• **Information given**:
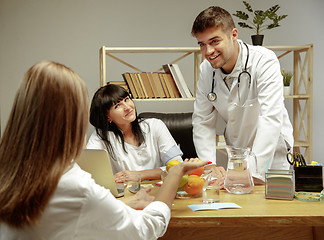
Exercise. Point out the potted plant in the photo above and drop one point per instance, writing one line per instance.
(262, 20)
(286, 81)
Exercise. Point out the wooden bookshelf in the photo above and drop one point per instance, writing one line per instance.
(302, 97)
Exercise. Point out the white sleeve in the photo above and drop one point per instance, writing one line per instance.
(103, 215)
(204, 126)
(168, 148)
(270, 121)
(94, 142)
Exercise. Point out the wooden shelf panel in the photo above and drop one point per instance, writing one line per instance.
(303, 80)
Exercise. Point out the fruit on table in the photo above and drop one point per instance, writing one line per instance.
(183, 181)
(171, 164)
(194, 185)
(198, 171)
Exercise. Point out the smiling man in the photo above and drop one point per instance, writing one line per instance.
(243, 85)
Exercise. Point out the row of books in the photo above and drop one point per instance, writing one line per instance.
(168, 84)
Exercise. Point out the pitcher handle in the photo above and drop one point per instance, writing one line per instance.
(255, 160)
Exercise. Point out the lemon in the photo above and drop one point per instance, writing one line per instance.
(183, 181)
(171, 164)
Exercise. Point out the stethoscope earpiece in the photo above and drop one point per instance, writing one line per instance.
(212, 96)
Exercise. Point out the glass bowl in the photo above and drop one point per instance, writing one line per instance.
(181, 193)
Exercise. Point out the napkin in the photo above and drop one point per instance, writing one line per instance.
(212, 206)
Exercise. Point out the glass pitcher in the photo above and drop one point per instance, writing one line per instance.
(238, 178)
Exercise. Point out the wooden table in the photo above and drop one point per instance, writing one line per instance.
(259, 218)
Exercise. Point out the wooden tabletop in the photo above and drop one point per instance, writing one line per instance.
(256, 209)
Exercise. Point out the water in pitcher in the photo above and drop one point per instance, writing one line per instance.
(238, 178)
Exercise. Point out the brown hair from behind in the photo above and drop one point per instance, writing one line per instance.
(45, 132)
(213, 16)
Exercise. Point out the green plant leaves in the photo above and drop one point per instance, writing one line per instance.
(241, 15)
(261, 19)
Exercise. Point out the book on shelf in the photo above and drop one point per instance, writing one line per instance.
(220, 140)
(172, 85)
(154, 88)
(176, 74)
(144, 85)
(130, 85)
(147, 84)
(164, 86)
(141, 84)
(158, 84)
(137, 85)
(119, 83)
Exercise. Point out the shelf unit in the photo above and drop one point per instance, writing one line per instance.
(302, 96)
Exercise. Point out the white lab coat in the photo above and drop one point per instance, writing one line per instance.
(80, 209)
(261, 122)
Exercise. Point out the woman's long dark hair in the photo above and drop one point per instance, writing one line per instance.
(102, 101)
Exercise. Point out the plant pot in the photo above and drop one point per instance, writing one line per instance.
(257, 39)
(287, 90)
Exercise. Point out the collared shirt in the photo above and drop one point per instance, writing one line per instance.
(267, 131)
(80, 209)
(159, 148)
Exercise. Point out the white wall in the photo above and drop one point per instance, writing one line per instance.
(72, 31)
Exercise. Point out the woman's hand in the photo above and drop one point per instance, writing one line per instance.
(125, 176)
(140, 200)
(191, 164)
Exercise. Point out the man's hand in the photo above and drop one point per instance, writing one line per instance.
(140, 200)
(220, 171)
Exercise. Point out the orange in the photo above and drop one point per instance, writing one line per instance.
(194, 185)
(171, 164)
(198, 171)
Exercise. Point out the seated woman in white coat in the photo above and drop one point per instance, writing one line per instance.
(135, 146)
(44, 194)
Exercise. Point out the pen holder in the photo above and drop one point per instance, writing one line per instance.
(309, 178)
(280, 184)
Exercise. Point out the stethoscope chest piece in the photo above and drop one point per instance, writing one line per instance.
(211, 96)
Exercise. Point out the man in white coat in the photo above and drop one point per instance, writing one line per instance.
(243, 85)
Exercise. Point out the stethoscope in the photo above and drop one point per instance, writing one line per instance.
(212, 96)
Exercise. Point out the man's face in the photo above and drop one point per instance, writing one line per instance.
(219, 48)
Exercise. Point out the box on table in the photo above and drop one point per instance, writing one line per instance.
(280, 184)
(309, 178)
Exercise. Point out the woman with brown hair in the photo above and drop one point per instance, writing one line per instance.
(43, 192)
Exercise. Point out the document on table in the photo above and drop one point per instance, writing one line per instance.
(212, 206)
...
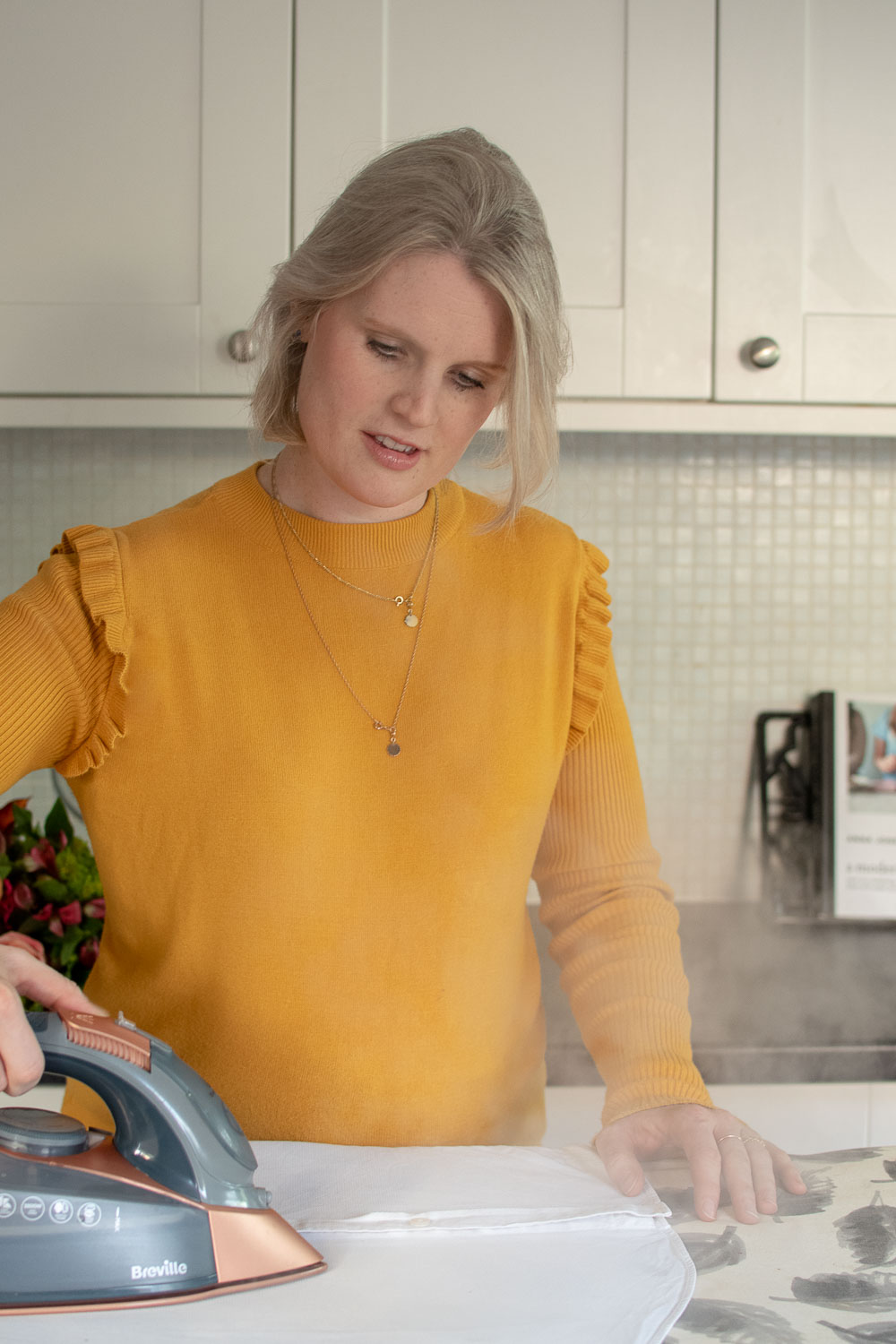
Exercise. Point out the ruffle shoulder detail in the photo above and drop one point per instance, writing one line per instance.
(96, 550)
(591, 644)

• **Directive**:
Show each line of the data above that contains the word "wooden". Match case exactly.

• **Result of the task**:
Exercise. Point out the wooden bookshelf in the photo above and drop one point per instance, writing one line per instance.
Exercise. Point out the wooden shelf panel in the photo above and drop one point per instance, writing one line per instance.
Exercise. Point out the wooden table in the photo above and drop one point per instance, writing one line per instance.
Exercise. Point out the wooden tabletop in the photo above and drop one point per instance, writing one line per instance.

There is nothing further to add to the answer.